WHAT THE EXERCISE ASKS
Give back the whole listing exactly as shown.
[Start of EXERCISE MATERIAL]
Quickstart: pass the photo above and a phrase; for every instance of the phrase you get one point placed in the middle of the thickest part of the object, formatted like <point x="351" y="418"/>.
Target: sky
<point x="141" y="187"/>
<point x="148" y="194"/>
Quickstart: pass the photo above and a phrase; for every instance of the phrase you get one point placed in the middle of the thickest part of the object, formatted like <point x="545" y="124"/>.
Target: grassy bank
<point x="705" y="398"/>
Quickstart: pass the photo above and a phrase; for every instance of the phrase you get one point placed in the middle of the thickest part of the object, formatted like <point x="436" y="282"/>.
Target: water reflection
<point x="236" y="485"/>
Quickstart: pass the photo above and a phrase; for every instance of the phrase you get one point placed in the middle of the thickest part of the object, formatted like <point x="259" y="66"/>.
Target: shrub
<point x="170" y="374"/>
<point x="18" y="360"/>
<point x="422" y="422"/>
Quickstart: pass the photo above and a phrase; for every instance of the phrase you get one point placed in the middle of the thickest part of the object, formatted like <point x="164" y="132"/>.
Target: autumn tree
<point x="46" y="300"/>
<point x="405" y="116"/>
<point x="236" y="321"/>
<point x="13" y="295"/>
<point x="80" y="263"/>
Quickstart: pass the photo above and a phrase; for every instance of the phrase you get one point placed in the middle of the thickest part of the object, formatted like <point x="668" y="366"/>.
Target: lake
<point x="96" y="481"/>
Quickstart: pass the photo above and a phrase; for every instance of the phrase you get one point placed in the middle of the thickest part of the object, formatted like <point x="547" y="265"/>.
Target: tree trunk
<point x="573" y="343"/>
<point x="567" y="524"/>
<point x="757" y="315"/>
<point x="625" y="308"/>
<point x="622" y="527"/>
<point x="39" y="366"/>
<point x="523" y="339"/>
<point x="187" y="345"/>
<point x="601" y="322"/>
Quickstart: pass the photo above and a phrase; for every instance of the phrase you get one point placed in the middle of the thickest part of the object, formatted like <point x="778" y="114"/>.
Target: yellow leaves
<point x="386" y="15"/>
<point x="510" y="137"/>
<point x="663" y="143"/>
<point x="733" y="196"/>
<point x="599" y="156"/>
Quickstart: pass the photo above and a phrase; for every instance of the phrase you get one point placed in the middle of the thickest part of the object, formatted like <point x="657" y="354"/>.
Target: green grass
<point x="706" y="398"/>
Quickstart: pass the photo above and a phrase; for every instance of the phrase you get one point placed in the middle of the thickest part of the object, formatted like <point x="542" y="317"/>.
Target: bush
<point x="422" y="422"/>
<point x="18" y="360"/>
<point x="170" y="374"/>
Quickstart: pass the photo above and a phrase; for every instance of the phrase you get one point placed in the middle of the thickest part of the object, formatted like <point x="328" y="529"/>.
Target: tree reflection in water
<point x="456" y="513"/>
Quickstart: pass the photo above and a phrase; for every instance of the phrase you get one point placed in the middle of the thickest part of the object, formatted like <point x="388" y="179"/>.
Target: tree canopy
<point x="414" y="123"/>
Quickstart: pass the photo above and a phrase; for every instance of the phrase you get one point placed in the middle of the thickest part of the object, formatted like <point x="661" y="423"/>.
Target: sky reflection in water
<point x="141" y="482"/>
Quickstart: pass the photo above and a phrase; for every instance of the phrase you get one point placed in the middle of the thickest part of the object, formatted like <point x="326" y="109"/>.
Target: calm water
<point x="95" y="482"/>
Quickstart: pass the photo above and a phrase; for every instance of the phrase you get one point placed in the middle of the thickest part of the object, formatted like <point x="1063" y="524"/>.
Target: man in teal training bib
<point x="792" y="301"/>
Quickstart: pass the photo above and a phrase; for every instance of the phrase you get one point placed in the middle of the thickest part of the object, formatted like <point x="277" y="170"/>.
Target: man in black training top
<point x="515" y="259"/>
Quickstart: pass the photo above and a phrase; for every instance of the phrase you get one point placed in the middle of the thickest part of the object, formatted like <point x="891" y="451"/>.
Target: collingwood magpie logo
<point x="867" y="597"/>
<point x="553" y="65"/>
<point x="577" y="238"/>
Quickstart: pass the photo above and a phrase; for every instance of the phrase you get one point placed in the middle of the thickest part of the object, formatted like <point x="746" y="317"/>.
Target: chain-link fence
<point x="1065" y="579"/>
[End of EXERCISE MATERIAL]
FINAL RESULT
Quickstart: pass the photo above and a phrase; for every instance of the phrase you get one point placed in the middle of the thickest part of the object, formatted like <point x="351" y="418"/>.
Target: sky
<point x="141" y="187"/>
<point x="148" y="194"/>
Quickstart: pass the photo above and a phrase; for every instance of the phrase you get one point placed in the middle of the thickest part of the object, formatted like <point x="545" y="124"/>.
Target: grassy bank
<point x="705" y="398"/>
Quickstart: pass the photo above and a phrase; for every instance of the phrase you get one point placed in the middle of the thickest part of the object, formatted like <point x="436" y="282"/>.
Target: water reflection
<point x="236" y="485"/>
Quickstart: pass the photo above and a phrase; for every instance of the phrase you get one point placed in the middle of the thickest part of the object, formatted like <point x="259" y="66"/>.
Target: shrub
<point x="170" y="374"/>
<point x="18" y="360"/>
<point x="422" y="422"/>
Quickstart: pass the photo above and a phrase; for every instance of the phrase you get one point placed in the middle of the thickest part of the object, formatted like <point x="164" y="132"/>.
Target: autumn tree
<point x="46" y="300"/>
<point x="405" y="116"/>
<point x="236" y="321"/>
<point x="13" y="295"/>
<point x="80" y="263"/>
Quickstart: pass the photo above and a phrase; for every instance of the phrase you get one point placed in the middle of the thickest part of the object, formatted like <point x="668" y="366"/>.
Target: lake
<point x="96" y="481"/>
Quickstart: pass the photo above and a phrase; for every instance of the phrase you get one point placed in the middle of the thickest part of the object, formatted like <point x="547" y="265"/>.
Target: tree trunk
<point x="573" y="343"/>
<point x="567" y="524"/>
<point x="757" y="315"/>
<point x="625" y="308"/>
<point x="622" y="527"/>
<point x="39" y="366"/>
<point x="523" y="339"/>
<point x="187" y="345"/>
<point x="601" y="322"/>
Quickstart: pass the photo above and a phrase; for every instance of the phrase you get one point placed in the middle of the thickest part of the object, formatted like <point x="778" y="114"/>.
Target: yellow leaves
<point x="386" y="15"/>
<point x="510" y="137"/>
<point x="663" y="143"/>
<point x="733" y="196"/>
<point x="599" y="156"/>
Quickstart: pass the photo above and a phrase; for every instance of the phrase you get one point placed in the middle of the thickest part of the object, formatted like <point x="657" y="354"/>.
Target: green grass
<point x="706" y="398"/>
Quickstart: pass the photo above and a phrase; for every instance of the phrase you get one point placed in the middle of the thickest part of the object, formatted like <point x="542" y="317"/>.
Target: bush
<point x="422" y="422"/>
<point x="18" y="360"/>
<point x="170" y="374"/>
Quickstart: pass the photo above and a phrase; for every instance of the phrase you get one point placed in the middle of the thickest part of the object, formatted like <point x="328" y="529"/>.
Target: tree reflection in water
<point x="456" y="513"/>
Quickstart: pass the photo above and a phrase; for every instance of the phrase you get one point placed in the middle of the thickest part of the object, formatted like <point x="388" y="179"/>.
Target: tree canopy
<point x="414" y="123"/>
Quickstart: pass the photo above and a phrase; for every instance of the phrase you get one point placed in the middle of the thickest part of the object, formatted like <point x="661" y="423"/>.
Target: sky reflection in water
<point x="141" y="482"/>
Quickstart: pass the photo above and a phrase; for every instance of the phrase you get one point placed in the middle of the thickest part of the object, formatted like <point x="326" y="109"/>.
Target: calm water
<point x="95" y="482"/>
Quickstart: pass the photo above and a phrase; for every instance of the phrase you get one point placed in the middle of the thickest part of the object, formatted like <point x="1063" y="524"/>.
Target: man in teal training bib
<point x="792" y="301"/>
Quickstart: pass the photo above and a phrase; for every instance of the phrase you get one point placed in the middle of the thickest part of the object, formatted like <point x="277" y="170"/>.
Target: man in black training top
<point x="515" y="259"/>
Quickstart: pass the photo above and a phrase; for every instance of the phrase you get one point placed in the middle of the thickest part of the object, formatted like <point x="891" y="451"/>.
Target: collingwood magpie logo
<point x="867" y="597"/>
<point x="553" y="65"/>
<point x="577" y="238"/>
Quickstart: pass the photo above and a phrase; for every instance of the phrase you get one point placed in the middle of the thickest part of the object, formatted like <point x="746" y="317"/>.
Target: chain-link fence
<point x="1065" y="579"/>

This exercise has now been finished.